**Conjunto de tarefas**.
1 - Retranscreva, do texto sobre escrita e leitura, o trecho entre "Ler – por onde" e "criança pode entender.", inclusive.
2 - Resuma em três frases o texto sobre escrita e leitura.
3 - Prossiga o texto sobre escrita e leitura a partir do ponto em que termina.

**Texto do documento**.
Porque levo tanto tempo a publicar?
O próprio tempo ajuda a selecionar. O que me parece muito bom hoje, daqui a uma semana ou um mês já me parece menos bom. Escrevo, ponho numa gaveta e daqui a 3 ou 4 anos volto ao texto.  Encontro muitas coisas que já não gosto, corto, seleciono.
Geralmente quando acabamos de escrever um texto achamos muito bom. Temos que criar distância, ser críticos de nós mesmos. Pôr tempo no meio é essencial.  Tento ser leitor e ver com olhos críticos e corrigir.
A literatura não é como o teatro,  permite não fazer uma estreia antes do tempo.
Há quem diga que não se deve escrever quando se está apaixonado. A emoção não deixa ver. Quando se escreve poesia debaixo de emoção e se dá a ler o mesmo texto a outra pessoa, geralmente essa nada vê daquilo que pensamos estar a transmitir. Quando se sente e se escreve, não se tem sentido critico.
Exemplo: o diário é um registo escrito importante para a pessoa. A escrita literária é para os outros, a pessoa não está na mesma situação. Ou a pessoa quer escrever paar si  - e o diário é bom exemplo, - ou para os outros, quer perturbar os outros, são coisas completamente diferentes.
Os surrealistas defendiam a escrita espontânea, automática, quase nada ficou do surrealismo a não ser na pintura.

Ler – por onde se deve começar?
Deve começar-se por textos simples, i.e., que não utilizem palavras complexas. Eu gosto de O Senhor Valery porque mesmo uma criança pode entender.
Para mim a leitura está associada ao prazer, é quase uma excitação. Está associada a toque. Eu leio sempre de lápis na mão. Não consigo ler sem um lápis. Ler não é passividade, para mim é uma atividade. Para mim, não é tempo passivo. Fisicamente eu leio debruçado soobre o livro. Quando estou cansado eu não leio, vejo televisão.
Se a pessoa está a ler um livro que não lhe dá prazer, deve deixar esse livro e passar a outro.
Deve ler-se os clássicos. Se o livro é bom e a pessoa não quer ter o trabalho de ler, está a ignorar as várias gerações. Exemplos: Crime e Castigo, Alice no Pais das Maravilhas, A Montanha Mágica, O grande sertão.
Deve ouvir-se as gerações anteriores e confiar na opinião daqueles que continuam a selecionar esses livros.
Em tantos milhões de livros para escolher ler, é bom ouvir a opinião de outros. Deve poder escolher-se à vontade mas dentro de uma lista proposta por alguém que lê e pode saber mais. Não se perde tanto tempo.

O que é um livro?
Não é uma capa. Um livro é algo que trata a lingua de forma diferente, é exigente, muda a velocidade da leitura. Se compararmos com um artigo de jornal, por exemplo, o texto literário tem que ter outra natureza.  Um livro deve inaugurar um mundo qualquer diferente.

**Informação fornecida**.

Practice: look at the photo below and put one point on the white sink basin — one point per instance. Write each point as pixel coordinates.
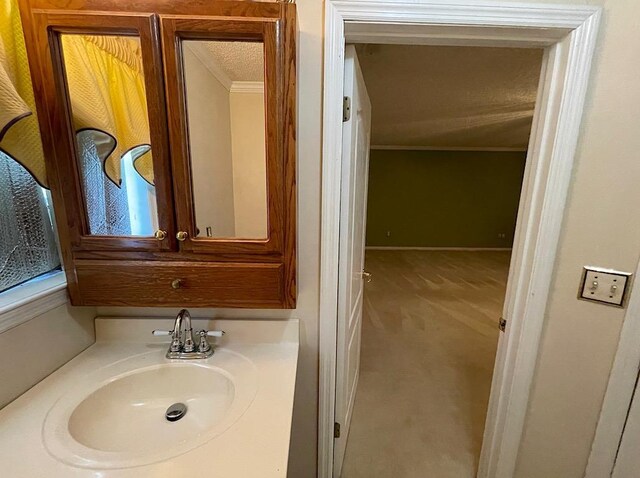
(132, 409)
(132, 397)
(102, 415)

**Respostas por tarefa**.
1 -
Ler – por onde se deve começar?
Deve começar-se por textos simples, i.e., que não utilizem palavras complexas. Eu gosto de O Senhor Valery porque mesmo uma criança pode entender.

2 - A demora em publicar explica-se pela necessidade de deixar os textos repousar durante anos, criando distância para os reler com olhos críticos, cortar e selecionar, já que a emoção do momento impede o sentido crítico. Quanto à leitura, deve começar-se por textos simples, ler com prazer e de forma ativa, deixar um livro que não dá prazer e confiar nos clássicos que as gerações anteriores continuam a selecionar. Um livro, por fim, não é uma capa, mas algo que trata a língua de forma diferente, é exigente e deve inaugurar um mundo diferente.

3 -
Há uma diferença entre informação e cultura. A internete por exemplo dá a informação imediata, mas a cultura ensina a relacionar. A interneta com os “links” destrói a ideia do livro. O livro ajuda-nos a fazer ligações, ajuda à concentração.
A palavra concentração vem de “com um centro”. Só pode haver um centro, a leitura é um processo de concentração. A leitura eletrónica muda os centros, faz perder a concentracão.

Quando e como escrevo?
Quando escrevo, desligo a net, o telemóvel, fecho a porta, estou 4 a 5 horas fechado no meu “bunker”, os meus pais por exemplo quando querem comunicar comigo mostram a sua compreensão e amor, colocado-me papéis escritos debaixo da porta. Fico num estado meio hipnotizado, de zombie, vou tomar café à cozinha, mas nao falo com eles, com ninguém.
Geralmente na primeira hora não consigo escrever nada, só à terceira hora começa a sair qualquer coisa. O ritmo é muito importante, tem que se ter tempo, horas seguidas para se escrever.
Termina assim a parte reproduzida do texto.